* _PASSAGE_:
AI Immigrants book cover mockup

AI Immigrants

"The Bloody Algos Are Here!"

Artificial intelligence isn't just another technology — it's a new kind of immigrant. One that doesn't sleep, doesn't eat, and learns faster than we do. This book asks the question no algorithm can answer: who owns the future?

Drawing parallels between today's algorithms and yesterday's immigrants, AI Immigrants explores who wins, who loses, and what it really means to stay human in an automated age.

From deep-fake politics to data colonialism, from algorithmic landlords to digital day-labourers — this is part social commentary, part survival guide, and a manifesto for keeping humanity indispensable.

The fears we project onto artificial intelligence — job theft, cultural erosion, loss of control — echo centuries of anti-immigrant sentiment. The parallels aren't coincidental.

What if the algorithm is just the latest distraction from harder questions about corporate power, labour rights, and democratic accountability?

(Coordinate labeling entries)
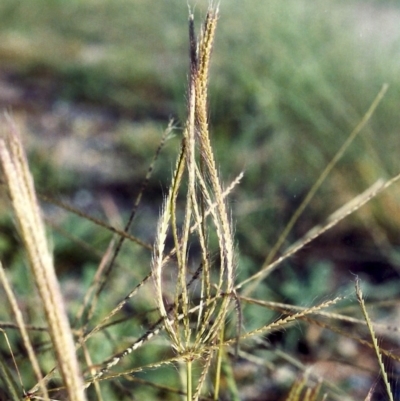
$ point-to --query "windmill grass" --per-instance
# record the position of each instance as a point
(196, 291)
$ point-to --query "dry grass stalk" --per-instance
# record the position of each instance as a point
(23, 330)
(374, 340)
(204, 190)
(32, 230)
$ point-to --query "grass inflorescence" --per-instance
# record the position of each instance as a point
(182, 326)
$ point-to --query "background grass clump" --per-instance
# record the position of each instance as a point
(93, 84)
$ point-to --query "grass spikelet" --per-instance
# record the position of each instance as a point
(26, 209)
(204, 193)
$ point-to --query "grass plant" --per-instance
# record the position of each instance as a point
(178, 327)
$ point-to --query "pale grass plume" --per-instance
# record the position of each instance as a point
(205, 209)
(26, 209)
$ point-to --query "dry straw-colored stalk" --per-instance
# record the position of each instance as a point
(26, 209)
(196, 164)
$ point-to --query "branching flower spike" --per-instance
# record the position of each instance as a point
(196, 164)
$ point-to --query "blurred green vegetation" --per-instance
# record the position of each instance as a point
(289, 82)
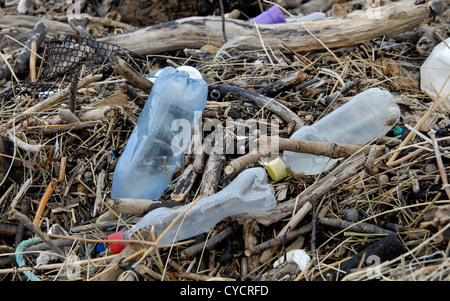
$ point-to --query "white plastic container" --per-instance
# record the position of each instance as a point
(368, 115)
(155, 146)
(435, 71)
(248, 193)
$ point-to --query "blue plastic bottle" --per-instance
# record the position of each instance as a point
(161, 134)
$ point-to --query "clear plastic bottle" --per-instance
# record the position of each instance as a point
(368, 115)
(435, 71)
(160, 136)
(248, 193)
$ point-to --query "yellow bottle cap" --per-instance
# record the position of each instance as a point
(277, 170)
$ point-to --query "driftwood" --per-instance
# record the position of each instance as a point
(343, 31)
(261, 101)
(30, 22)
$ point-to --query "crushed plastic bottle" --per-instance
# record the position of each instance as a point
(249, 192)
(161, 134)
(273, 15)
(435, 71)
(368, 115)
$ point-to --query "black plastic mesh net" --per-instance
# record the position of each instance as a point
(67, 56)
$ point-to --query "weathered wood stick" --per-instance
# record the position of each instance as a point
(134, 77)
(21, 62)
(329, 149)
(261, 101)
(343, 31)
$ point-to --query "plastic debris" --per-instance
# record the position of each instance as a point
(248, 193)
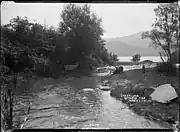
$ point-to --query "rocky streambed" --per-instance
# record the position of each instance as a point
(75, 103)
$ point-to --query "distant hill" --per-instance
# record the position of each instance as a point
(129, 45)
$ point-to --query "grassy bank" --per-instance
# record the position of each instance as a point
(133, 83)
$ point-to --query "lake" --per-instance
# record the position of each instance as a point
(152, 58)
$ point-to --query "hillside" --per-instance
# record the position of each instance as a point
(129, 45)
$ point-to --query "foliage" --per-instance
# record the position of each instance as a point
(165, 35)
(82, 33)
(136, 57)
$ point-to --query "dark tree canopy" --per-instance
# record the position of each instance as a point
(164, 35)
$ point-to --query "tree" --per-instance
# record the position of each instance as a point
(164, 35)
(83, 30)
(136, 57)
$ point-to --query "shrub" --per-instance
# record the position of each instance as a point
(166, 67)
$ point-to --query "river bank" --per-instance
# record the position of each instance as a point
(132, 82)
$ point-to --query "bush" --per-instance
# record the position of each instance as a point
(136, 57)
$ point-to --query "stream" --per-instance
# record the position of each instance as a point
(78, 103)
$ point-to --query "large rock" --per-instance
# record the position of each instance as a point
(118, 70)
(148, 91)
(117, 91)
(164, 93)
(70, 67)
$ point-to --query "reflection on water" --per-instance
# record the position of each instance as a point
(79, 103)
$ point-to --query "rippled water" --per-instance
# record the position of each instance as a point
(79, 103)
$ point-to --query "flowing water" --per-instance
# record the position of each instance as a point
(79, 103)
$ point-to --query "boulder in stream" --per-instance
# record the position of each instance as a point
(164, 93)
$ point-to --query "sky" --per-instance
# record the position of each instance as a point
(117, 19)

* _WHAT TO WORK ON_:
1) Reproduce the book description from "AI Immigrants book" up to and including "an automated age.", substituting "volume" for every instance of "book".
2) Locate every line of the entries that contains the string "water", paying attention to case, and copy each such line.

* _TASK-BY-TASK RESULTS_:
1)
AI Immigrants volume cover mockup

AI Immigrants

"The Bloody Algos Are Here!"

Artificial intelligence isn't just another technology — it's a new kind of immigrant. One that doesn't sleep, doesn't eat, and learns faster than we do. This volume asks the question no algorithm can answer: who owns the future?

Drawing parallels between today's algorithms and yesterday's immigrants, AI Immigrants explores who wins, who loses, and what it really means to stay human in an automated age.

2)
$ point-to --query "reflection on water" --per-instance
$ point-to --query "rippled water" --per-instance
$ point-to --query "flowing water" --per-instance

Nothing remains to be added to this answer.